▶ WORK TO COMPLETE:
1. Render this sentence from the story about Helen Apio and her village's new well into Spanish: "She told me about the new freshwater well in her village."
2. Pick up the story about Helen Apio and her village's new well after its last sentence and write what comes next.

* begin PAGE EXTRACT *

Without warning, our truck swerves off the road and up over an embankment. Dried corn stalks thump against the side of the truck as we plow through a field. My knuckles are white as I try to hold on and not bounce out.

Moments later, we find ourselves in a clearing and in the middle of a huge celebration. Esther, our photographer, pokes her head out the window, smiles, and yells back at me, “Looks like our mission’s been compromised!” I usually prefer to surprise communities by our arrival because it makes it easier to monitor how our water points are functioning without hundreds of people watching. But once you visit a few communities in the neighborhood, rumors of your presence spread like wildfire.

We jump out of the truck and walk into a party. The women meet us with exuberant cheering and dancing. Pure and loud joy rocks the village.

* * *

This is when I met Helen Apio. While most women hung back politely, Helen jumped toward me and screamed two inches from my face. Technically, it was singing. But the high-pitched shrieking was so loud and reverberated with such energy and emotion, I knew I had to talk with her.

She told me about the new freshwater well in her village.

“I am happy now,” Helen beamed. “I have time to eat, my children can go to school. And I can even work in my garden, take a shower and then come back for more water if I want! I am bathing so well.”

A few of the men chuckled to hear a woman talk about bathing. But all I noticed was Helen’s glowing face, the fresh flowers in her hair, and the lovely green dress she wore for special occasions. Touching her forearm, I replied, “Well, you look great.”

“Yes,” she paused. Placing both hands on my shoulders and smiling, she said, “Now, I am beautiful.”

That really hit me.

My job is to focus on sustainable development, health, hygiene and sanitation; to make sure charity: water’s projects are working in 20 years. But nowhere on any of my surveys or evaluations was a place to write, “Today we made someone feel beautiful.”

How Helen became beautiful is the real story.

* end PAGE EXTRACT *
* begin STORED ROWS *

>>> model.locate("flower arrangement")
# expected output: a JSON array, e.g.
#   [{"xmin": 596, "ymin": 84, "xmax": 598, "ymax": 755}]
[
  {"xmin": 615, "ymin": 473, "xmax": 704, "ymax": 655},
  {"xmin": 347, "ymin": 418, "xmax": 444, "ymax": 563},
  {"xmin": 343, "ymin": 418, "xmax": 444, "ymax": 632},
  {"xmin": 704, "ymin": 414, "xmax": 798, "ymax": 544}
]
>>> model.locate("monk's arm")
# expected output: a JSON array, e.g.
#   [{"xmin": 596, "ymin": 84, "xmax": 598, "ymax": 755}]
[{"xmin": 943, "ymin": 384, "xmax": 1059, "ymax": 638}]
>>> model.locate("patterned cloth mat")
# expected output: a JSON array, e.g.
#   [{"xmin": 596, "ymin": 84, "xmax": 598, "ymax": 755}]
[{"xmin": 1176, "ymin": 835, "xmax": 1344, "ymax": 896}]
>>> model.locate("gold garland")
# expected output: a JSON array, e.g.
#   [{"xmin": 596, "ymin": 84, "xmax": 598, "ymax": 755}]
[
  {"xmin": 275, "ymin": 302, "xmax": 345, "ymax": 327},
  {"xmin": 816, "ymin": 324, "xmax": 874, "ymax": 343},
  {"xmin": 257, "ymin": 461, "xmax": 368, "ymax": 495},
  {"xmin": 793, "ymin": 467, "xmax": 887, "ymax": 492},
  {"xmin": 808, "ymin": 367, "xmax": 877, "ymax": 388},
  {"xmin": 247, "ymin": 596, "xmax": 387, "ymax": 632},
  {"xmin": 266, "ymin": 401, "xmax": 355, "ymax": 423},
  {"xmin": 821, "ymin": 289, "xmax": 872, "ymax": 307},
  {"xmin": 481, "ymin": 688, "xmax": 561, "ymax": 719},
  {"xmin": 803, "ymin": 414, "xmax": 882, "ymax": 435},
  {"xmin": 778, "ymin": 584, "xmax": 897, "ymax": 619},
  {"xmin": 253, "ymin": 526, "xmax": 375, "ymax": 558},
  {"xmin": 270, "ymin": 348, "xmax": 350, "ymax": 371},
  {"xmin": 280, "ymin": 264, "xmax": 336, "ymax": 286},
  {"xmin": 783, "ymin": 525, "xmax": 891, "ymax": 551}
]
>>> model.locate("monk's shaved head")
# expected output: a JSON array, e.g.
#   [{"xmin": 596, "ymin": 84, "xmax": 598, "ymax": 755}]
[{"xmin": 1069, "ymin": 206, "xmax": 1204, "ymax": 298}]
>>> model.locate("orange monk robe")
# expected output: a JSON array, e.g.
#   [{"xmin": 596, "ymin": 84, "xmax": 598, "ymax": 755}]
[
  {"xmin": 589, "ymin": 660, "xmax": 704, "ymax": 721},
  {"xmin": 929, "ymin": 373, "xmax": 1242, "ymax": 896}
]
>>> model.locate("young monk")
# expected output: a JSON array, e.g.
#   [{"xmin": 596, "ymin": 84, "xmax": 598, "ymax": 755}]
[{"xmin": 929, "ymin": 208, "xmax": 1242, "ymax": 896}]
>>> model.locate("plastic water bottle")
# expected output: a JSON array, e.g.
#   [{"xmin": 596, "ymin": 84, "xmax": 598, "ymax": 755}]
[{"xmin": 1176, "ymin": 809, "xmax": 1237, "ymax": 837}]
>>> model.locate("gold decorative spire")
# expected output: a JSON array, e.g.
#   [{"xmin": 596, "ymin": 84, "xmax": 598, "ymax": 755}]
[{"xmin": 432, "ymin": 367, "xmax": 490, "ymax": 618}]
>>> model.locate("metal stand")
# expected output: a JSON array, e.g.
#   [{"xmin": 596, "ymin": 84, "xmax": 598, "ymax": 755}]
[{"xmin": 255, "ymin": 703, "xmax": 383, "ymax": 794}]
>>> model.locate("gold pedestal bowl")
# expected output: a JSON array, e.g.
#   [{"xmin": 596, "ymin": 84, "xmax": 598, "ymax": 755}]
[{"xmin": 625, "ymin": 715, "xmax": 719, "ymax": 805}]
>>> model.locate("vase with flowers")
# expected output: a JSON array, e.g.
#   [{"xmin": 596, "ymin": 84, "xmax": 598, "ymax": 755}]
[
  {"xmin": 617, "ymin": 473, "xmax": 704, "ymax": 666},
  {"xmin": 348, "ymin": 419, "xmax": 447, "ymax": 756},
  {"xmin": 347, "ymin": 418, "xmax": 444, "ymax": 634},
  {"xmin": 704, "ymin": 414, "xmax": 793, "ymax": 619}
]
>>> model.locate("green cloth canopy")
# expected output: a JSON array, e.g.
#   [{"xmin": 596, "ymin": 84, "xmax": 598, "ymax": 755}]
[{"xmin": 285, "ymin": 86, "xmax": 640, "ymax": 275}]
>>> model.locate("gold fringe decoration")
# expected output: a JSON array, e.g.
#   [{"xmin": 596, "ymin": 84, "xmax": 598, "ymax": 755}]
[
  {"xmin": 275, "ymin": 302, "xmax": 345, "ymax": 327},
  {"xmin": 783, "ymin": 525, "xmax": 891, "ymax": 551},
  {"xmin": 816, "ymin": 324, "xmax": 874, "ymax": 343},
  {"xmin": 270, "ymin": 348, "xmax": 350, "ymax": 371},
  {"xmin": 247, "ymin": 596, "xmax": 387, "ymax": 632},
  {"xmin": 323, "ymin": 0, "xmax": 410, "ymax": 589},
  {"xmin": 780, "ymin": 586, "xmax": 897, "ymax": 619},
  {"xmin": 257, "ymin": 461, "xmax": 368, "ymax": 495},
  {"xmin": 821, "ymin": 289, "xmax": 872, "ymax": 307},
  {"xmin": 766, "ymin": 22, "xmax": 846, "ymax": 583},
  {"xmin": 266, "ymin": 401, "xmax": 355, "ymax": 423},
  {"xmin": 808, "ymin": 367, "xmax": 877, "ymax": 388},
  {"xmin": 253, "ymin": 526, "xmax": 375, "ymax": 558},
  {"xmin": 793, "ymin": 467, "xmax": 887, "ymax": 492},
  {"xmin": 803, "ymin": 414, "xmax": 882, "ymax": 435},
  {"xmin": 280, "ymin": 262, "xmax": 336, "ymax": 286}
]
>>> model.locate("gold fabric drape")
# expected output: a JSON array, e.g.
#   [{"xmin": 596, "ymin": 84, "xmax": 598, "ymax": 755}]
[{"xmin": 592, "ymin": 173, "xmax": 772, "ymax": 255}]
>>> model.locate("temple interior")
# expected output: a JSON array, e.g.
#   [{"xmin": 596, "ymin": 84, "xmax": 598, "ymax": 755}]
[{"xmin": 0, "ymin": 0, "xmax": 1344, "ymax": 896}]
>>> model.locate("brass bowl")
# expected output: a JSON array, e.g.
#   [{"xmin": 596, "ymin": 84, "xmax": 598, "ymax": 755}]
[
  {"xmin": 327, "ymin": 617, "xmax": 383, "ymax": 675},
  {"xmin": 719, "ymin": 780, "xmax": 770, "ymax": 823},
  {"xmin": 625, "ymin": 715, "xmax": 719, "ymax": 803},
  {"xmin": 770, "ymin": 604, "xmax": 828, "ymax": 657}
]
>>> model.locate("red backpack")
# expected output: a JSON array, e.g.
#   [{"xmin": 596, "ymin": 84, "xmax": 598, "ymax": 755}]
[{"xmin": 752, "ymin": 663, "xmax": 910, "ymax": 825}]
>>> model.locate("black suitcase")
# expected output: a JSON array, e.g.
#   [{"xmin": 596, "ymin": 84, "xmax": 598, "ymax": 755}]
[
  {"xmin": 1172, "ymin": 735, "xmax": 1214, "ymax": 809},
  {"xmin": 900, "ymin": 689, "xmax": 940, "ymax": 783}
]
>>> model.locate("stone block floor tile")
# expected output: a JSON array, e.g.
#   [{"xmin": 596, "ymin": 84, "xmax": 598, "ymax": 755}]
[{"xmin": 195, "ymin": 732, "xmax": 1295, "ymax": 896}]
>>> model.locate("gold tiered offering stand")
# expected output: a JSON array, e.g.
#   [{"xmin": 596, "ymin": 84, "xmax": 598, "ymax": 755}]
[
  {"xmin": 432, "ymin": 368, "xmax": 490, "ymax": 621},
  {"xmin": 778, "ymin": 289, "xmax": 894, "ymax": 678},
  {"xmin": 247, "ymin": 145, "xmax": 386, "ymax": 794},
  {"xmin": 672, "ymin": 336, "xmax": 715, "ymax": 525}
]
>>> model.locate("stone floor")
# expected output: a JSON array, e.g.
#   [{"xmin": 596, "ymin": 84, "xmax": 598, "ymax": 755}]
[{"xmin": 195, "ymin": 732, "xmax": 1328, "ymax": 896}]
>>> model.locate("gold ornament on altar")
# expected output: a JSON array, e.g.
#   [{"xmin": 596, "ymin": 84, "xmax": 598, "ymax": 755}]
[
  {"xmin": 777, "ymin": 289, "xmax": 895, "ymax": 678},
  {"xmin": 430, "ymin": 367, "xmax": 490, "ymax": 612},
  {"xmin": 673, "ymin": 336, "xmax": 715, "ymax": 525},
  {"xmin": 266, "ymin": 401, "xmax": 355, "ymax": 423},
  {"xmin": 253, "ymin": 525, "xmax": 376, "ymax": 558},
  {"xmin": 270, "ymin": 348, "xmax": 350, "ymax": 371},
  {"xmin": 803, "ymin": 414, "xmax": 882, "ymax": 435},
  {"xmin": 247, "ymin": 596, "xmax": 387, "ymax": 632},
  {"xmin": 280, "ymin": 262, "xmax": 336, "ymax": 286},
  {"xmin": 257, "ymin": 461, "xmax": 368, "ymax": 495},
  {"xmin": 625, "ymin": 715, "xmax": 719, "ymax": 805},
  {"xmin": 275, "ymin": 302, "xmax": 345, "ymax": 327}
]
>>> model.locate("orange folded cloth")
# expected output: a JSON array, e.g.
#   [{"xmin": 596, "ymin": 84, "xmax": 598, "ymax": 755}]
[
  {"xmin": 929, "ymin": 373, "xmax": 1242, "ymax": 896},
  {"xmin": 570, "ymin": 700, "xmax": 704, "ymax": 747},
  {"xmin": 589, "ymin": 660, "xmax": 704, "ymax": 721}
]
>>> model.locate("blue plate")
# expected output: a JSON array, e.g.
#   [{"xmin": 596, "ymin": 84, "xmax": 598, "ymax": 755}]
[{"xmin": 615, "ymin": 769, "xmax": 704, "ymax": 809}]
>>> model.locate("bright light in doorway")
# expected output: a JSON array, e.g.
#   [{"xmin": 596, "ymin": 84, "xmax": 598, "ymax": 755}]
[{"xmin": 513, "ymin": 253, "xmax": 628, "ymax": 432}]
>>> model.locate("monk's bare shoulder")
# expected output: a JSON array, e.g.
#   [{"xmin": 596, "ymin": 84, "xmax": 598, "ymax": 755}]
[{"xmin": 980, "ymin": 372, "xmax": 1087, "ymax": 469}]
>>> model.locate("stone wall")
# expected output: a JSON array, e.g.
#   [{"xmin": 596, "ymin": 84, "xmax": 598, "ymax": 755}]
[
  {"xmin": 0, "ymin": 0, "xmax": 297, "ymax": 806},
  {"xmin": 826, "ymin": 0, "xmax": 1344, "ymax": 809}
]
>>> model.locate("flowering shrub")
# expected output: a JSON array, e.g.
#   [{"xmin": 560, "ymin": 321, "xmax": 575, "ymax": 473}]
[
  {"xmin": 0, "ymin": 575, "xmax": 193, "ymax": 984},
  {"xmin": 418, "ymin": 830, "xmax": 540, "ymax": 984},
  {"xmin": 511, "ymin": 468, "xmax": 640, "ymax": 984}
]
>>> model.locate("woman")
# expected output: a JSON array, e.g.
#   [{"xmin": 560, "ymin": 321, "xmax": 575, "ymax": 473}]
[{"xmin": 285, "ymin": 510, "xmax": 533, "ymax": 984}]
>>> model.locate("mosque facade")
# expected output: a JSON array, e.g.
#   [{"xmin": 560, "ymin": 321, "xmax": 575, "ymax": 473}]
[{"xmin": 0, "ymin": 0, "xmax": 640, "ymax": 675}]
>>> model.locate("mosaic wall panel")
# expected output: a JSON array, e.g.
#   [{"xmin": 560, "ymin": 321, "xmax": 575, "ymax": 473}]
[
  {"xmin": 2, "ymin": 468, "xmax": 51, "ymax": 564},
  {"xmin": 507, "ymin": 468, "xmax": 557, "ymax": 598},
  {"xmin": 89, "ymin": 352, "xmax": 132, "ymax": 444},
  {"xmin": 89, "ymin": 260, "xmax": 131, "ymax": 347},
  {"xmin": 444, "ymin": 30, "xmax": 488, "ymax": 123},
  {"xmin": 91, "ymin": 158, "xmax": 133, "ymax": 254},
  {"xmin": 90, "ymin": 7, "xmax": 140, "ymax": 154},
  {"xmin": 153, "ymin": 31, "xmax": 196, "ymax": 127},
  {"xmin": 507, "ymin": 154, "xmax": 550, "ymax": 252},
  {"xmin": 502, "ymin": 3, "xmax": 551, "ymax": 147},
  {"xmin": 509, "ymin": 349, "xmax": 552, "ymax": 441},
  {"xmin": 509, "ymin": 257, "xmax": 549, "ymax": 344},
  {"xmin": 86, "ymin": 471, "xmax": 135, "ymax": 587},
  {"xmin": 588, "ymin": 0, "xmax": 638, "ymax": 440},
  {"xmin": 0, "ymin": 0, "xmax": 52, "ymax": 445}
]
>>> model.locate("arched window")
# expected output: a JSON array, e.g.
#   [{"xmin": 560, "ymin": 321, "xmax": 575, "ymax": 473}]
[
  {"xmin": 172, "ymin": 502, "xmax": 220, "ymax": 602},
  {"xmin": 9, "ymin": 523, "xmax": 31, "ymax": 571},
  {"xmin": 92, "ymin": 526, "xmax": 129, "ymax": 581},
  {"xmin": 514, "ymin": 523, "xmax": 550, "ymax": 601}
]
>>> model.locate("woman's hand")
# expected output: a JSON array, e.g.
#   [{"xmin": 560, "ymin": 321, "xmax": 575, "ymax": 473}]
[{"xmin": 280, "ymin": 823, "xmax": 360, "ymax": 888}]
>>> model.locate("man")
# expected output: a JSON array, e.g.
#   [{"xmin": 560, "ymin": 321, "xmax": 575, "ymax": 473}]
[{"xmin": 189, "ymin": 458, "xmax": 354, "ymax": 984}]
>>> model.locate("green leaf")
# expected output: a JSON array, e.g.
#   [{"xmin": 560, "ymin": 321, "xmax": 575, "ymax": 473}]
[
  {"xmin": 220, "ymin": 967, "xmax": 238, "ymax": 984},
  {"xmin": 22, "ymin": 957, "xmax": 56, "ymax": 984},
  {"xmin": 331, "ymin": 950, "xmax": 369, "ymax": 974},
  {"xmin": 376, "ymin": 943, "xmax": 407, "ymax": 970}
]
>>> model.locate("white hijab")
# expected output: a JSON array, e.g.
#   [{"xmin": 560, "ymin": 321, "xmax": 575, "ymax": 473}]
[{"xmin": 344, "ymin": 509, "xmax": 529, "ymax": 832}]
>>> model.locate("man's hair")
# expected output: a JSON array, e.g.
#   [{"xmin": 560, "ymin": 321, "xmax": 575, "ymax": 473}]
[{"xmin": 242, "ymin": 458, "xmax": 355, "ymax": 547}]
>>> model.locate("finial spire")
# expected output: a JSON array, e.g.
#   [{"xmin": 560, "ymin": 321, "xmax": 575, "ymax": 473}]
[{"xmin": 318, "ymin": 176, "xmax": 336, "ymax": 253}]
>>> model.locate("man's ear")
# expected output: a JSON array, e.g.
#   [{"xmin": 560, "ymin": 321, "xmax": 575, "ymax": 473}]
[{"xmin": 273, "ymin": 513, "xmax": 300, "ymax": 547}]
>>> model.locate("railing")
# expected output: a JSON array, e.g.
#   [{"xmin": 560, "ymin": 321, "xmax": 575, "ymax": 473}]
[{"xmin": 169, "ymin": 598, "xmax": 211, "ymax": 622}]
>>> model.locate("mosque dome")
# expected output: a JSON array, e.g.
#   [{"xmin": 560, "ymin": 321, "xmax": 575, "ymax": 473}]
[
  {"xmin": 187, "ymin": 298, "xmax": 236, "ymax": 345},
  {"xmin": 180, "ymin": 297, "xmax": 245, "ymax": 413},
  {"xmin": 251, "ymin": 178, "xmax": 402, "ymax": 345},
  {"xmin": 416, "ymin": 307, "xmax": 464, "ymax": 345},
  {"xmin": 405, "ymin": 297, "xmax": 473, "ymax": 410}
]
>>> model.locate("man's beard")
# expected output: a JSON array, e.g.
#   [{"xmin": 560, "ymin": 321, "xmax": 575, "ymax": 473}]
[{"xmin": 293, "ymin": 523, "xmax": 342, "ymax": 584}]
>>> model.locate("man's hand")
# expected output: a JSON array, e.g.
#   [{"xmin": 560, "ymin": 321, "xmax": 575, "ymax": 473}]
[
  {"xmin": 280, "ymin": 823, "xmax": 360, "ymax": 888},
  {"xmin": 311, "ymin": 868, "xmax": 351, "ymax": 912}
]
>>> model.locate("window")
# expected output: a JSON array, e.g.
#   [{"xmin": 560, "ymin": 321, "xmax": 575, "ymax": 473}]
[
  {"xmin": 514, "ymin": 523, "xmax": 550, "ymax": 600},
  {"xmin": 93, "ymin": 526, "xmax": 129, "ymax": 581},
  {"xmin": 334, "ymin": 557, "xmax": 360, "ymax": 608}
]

* end STORED ROWS *

▶ EXERCISE RESPONSES:
1. Me habló del nuevo pozo de agua dulce de su aldea.

2.
Before she had clean water, she would wake up before dawn, take her only two 5-gallon Jerry Cans, and walk almost a mile and a half to the nearest water point, which happened to be at a school. Because there simply wasn’t enough water for the area’s population, she’d wait in line with hundreds of other women who also valued clean water. Helen’s only other option was to skip the wait and collect contaminated water from a pond.

Helen spent most of her day walking and waiting. She told me each day she’d say to herself, “How should I use this water today? Should I water my garden so we can grow food? Should I wash my children’s uniforms? Should I use it to cook a meal? Should we drink this water?” With two children, one husband and 10 gallons, Helen had to make choices.

I saw the shame in her eyes when she described how she would return from her long trek to find her two young children waiting for her. They were often sent home from school because their uniforms were dirty. Helen just never had enough water.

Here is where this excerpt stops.